▶ [Actions to take]
1 > Retype the PyTorch tutorial from "Basic Python programming" up to and including "the data set.".
2 > Turn the paragraph of the PyTorch tutorial that begins "Now, let's create a fully connected network" into a short list that keeps its main facts.

▶ [Reading passage]
****************

Create A Neural Network From Scratch In PyTorch!
Learn how to create a neural network from scratch in Python using the library PyTorch.
Introduction
In this tutorial, I will guide you through the creation of a simple neural network from scratch in PyTorch. This is a practical tutorial. In the next tutorials, we will see more details about the theory of neural networks.
Objective :
The goal of this tutorial is to learn how to create a neural network in PyTorch and train it on a dataset. To do so, we will create a model able to recognize handwritten numbers.
Requirements
Python installed with PyTorch.
Basic understanding of neural networks theory and machine learning.
Basic Python programming skills.
What are neural networks used for?
In general, neural networks are used to approximate a mathematical function based on a set of labelled data. In classical programming, we have to have rules, inputs and we produce the outputs. In contrast, with neural networks, we have inputs (data) and outputs (labels) and, through an optimization procedure, we change the parameters of the neural network until the model is well-trained on the data set.
What is PyTorch ?
An open-source machine learning framework that accelerates the path from research prototyping to production deployment.
PyTorch is an open-source Python library used for machine learning based on Torch developed by Meta. PyTorch allows performing tensor calculations necessary for deep learning. Note that PyTorch is not the only library we can use for machine learning, other libraries such as Keras & TensorFlow, sci-kit-learn, theano... can also be used.
Import Dependencies
First thing first, let's import the basic dependencies for our project, in the next few lines I will try to explain what are these dependencies used for, the list of examples I give for each module is clearly not exhaustive :
torch: is the basic library to create tensors for example
torch.nn : is a module that allows us to use layers like Linear, ReLU and Conv layers.
torch.optim : allows us to use optimizers like SGD and Adam optimizers.
torch.nn.functional : allows us to use functions like sigmoid and relu.
torchvision.transforms : to use transformations that will be applied to the data.
DataLoader : to load a dataset with a batch and apply transforms to it.
torchvision.datasets : to load some datasets like mnist For more details, please visit the documentation here : PyTorch documentation
import torch
import torch.nn as nn
import torch.optim as optim
import torch.nn.functional as F
import torchvision.transforms as transforms
from torch.utils.data import DataLoader
import torchvision.datasets as datasets
Create a Fully Connected Network
Now, let's create a fully connected network, for that we will first create a class called neural_network, this class inherits from nn.Module, we inherit from this parent class to be able to use some methods like forward, basically, when this method is defined, it will be called directly when we apply the model to a given input x. Our class takes input_size and num_classes as input, input_size indicates the number of inputs for our neural network, In our case we will be using images of size 28x28 so the input_size will be equal to 784. As for the num_classes it will be equal to 10 since we want to predict numbers from 0 to 9.

****************

▶ [Available data]
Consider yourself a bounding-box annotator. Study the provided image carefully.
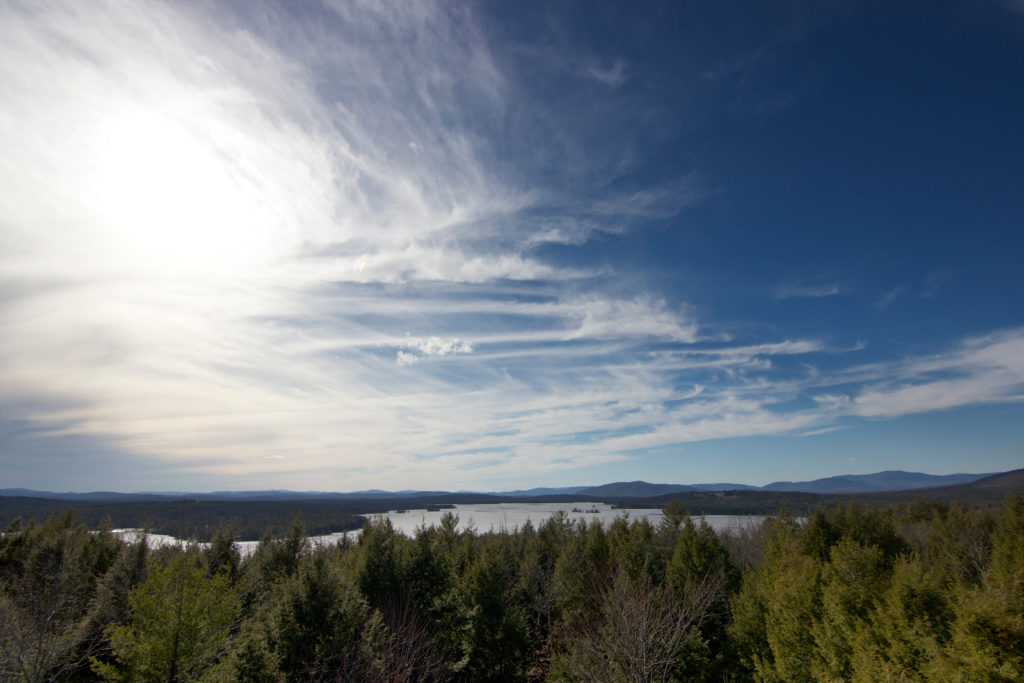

****************

▶ [Expected outputs]
1 >
Basic Python programming skills.
What are neural networks used for?
In general, neural networks are used to approximate a mathematical function based on a set of labelled data. In classical programming, we have to have rules, inputs and we produce the outputs. In contrast, with neural networks, we have inputs (data) and outputs (labels) and, through an optimization procedure, we change the parameters of the neural network until the model is well-trained on the data set.

2 >
- Create a class called neural_network that inherits from nn.Module.
- Inheriting from nn.Module makes methods like forward available. Once forward is defined, it is called directly when the model is applied to an input x.
- The class takes input_size and num_classes as input.
- input_size is the number of inputs. With 28x28 images, it equals 784.
- num_classes equals 10, because the model predicts numbers from 0 to 9.